## WHAT YOU ARE ASKED TO DO
Convert the data between the line holding "target: black puffer jacket" and the line holding "192L201 192L201 201L207", inclusive, into a numbered list, leaving out any blank lines.

## DATASET RECORDS
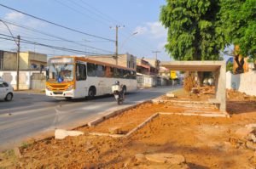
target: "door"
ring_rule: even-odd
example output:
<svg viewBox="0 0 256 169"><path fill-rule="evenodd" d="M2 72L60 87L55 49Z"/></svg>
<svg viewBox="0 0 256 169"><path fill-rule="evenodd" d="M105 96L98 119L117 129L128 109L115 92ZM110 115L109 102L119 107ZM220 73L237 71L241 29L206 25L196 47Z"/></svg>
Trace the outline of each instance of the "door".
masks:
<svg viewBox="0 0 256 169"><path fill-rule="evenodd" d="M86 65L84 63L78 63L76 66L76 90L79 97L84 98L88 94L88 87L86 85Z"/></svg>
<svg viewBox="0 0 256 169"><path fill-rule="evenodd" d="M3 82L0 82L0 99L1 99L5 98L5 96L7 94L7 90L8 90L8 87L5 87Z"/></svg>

---

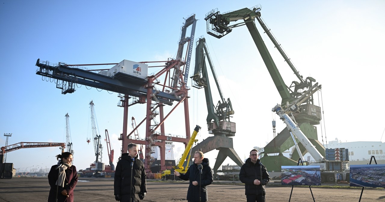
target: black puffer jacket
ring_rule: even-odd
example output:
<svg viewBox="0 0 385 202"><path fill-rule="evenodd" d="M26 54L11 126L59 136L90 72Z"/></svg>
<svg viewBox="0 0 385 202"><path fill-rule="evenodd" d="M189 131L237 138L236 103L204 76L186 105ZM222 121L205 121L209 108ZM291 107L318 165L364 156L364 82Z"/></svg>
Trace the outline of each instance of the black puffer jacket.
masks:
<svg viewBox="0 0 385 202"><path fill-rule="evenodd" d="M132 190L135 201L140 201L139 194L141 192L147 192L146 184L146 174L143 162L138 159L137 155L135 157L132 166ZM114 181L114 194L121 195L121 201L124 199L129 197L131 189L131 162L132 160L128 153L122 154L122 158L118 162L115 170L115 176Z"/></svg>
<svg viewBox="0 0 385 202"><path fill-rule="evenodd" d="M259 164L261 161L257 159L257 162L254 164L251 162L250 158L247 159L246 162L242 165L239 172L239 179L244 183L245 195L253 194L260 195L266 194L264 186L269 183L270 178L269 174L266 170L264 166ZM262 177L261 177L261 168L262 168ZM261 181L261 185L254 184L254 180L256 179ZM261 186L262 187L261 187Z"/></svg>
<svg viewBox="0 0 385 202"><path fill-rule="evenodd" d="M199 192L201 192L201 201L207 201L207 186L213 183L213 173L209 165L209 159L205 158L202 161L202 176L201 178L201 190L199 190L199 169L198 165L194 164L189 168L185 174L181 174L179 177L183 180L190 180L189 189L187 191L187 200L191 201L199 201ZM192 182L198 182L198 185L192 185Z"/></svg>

...

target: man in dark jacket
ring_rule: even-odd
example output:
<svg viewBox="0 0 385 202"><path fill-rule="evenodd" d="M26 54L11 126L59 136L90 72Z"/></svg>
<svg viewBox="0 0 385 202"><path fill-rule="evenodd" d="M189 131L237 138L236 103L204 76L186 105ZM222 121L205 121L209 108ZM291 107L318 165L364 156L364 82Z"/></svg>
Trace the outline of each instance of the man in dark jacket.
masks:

## RESULT OF THIS EXERCISE
1. target: black puffer jacket
2. ring_rule: even-odd
3. example output:
4. <svg viewBox="0 0 385 202"><path fill-rule="evenodd" d="M26 54L11 126L59 136L90 72Z"/></svg>
5. <svg viewBox="0 0 385 202"><path fill-rule="evenodd" d="M189 131L237 138L236 103L204 76L186 105ZM222 121L205 121L209 108ZM291 107L318 165L364 156L364 82Z"/></svg>
6. Trace the outline of each instance of the black puffer jacket.
7. masks:
8. <svg viewBox="0 0 385 202"><path fill-rule="evenodd" d="M132 190L135 201L140 201L139 194L141 192L147 192L146 184L146 174L143 162L138 159L137 155L135 157L132 166ZM114 181L114 194L121 195L121 201L124 199L129 197L131 189L131 162L132 160L128 153L122 154L122 158L118 162L115 170L115 176Z"/></svg>
9. <svg viewBox="0 0 385 202"><path fill-rule="evenodd" d="M259 164L261 161L257 159L257 162L254 164L251 162L250 158L247 159L246 162L242 165L239 172L239 179L244 183L245 195L253 194L260 195L266 194L264 186L269 183L270 178L269 174L266 170L264 166ZM262 177L261 177L261 168L262 168ZM261 181L261 185L254 184L254 180L256 179ZM261 186L262 187L261 187Z"/></svg>
10. <svg viewBox="0 0 385 202"><path fill-rule="evenodd" d="M199 192L201 192L201 201L207 201L207 186L213 183L213 173L209 165L209 159L205 158L202 161L202 176L201 178L201 190L199 190L199 169L198 165L194 164L189 168L185 174L181 174L179 177L183 180L190 180L189 189L187 191L187 200L191 201L199 201ZM192 182L198 182L198 185L192 185Z"/></svg>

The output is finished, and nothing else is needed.